**Task details:**
Locate the word "blue" in the data below, then copy every line that holds it.

**Excerpted data:**
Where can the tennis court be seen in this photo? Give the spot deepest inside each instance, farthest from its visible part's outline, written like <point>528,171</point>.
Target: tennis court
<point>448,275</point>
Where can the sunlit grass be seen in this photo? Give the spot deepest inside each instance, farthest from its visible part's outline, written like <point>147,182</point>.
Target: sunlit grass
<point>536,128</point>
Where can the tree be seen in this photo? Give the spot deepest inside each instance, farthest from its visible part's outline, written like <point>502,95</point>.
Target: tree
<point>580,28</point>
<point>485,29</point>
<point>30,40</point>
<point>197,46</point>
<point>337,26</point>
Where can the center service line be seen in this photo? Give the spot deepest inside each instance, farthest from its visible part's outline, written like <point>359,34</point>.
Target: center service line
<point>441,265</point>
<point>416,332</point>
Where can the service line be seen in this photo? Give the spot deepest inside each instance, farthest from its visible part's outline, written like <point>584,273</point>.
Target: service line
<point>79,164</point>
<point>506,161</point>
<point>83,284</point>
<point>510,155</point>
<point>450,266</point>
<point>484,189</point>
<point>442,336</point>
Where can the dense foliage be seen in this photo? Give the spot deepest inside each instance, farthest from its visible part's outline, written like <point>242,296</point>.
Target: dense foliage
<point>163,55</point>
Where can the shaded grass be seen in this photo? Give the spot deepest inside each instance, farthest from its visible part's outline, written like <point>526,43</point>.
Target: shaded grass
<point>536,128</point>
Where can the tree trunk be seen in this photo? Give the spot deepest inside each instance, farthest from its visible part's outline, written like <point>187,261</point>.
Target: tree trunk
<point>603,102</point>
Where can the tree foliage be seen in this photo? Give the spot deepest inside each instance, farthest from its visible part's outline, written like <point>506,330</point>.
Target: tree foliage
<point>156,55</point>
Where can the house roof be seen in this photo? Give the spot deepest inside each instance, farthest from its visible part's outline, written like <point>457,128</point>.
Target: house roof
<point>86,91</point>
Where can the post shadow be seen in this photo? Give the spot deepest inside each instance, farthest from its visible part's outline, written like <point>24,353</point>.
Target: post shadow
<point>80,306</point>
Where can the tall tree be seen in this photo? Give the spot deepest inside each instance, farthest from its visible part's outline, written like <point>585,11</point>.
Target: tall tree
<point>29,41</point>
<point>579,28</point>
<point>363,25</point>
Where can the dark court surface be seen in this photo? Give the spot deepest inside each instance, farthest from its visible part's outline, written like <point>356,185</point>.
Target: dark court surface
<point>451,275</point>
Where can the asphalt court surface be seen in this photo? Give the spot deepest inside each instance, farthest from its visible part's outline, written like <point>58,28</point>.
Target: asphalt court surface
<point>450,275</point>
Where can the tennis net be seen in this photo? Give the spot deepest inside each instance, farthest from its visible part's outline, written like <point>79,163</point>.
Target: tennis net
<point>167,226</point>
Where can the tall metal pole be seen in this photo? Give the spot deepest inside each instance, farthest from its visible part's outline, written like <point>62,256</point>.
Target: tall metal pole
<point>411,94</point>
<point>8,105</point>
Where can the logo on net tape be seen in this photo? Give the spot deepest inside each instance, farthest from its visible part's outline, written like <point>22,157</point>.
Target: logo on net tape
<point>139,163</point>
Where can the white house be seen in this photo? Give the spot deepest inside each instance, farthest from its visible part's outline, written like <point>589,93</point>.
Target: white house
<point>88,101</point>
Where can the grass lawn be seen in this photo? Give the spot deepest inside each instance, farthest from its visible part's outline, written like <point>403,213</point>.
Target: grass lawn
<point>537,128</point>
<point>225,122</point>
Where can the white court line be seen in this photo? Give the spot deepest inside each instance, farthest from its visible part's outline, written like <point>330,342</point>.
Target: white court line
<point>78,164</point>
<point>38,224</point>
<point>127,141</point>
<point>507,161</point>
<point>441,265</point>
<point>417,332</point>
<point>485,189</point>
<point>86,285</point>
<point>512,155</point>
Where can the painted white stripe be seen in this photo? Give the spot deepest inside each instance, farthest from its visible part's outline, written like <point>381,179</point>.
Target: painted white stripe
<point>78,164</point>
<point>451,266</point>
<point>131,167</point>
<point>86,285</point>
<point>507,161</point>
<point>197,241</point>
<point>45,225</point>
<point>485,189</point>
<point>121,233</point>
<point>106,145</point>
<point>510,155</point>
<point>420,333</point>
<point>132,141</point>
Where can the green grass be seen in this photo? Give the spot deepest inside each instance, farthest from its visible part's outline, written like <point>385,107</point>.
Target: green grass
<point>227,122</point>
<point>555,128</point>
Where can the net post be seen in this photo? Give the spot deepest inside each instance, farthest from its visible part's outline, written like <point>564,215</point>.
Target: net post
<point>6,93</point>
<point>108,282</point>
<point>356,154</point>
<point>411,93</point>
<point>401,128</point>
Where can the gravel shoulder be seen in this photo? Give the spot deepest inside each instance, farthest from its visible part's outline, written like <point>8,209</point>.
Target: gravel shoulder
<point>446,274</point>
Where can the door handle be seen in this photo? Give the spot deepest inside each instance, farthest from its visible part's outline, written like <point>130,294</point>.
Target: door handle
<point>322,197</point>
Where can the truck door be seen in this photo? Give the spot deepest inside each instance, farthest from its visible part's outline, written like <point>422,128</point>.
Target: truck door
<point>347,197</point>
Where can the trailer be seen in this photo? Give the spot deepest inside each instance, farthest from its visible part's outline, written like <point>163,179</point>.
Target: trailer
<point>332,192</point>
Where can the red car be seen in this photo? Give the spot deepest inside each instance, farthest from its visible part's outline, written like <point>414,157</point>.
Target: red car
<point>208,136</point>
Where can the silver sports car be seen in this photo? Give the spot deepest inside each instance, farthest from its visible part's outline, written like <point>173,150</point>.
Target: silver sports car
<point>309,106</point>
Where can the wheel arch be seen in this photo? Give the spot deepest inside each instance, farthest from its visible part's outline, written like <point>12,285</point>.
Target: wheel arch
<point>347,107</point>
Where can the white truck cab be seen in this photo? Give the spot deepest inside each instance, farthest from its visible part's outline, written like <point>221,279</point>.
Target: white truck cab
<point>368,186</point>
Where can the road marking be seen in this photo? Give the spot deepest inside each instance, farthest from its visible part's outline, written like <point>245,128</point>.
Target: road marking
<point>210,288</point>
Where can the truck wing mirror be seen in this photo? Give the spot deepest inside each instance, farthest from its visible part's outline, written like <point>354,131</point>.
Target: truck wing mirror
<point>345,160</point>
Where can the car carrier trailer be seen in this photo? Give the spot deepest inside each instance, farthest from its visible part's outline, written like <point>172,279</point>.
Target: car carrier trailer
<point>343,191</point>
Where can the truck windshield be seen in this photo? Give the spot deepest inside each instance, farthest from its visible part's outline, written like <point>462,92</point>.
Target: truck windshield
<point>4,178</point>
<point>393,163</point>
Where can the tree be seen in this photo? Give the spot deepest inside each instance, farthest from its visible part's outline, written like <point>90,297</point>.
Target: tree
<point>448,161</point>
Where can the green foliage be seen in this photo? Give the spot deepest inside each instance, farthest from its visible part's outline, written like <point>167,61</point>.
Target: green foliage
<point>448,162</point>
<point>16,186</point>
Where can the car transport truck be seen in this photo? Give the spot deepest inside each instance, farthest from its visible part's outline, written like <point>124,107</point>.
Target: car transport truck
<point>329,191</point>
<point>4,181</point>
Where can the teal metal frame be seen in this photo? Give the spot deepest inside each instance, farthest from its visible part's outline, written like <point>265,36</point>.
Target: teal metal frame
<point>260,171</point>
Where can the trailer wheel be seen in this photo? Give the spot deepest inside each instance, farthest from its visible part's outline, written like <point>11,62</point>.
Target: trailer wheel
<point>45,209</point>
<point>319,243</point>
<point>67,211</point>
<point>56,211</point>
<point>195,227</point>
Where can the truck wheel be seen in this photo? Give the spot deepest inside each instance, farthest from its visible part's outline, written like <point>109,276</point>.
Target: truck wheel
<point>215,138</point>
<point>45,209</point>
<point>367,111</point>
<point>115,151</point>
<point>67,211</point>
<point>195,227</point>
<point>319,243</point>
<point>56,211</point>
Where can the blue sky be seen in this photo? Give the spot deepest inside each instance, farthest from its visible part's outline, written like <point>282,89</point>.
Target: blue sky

**Exercise solution:**
Where can the blue sky be seen in this photo? Give the spot deepest inside each instance, farthest from its visible part's outline, written like <point>282,89</point>.
Target: blue sky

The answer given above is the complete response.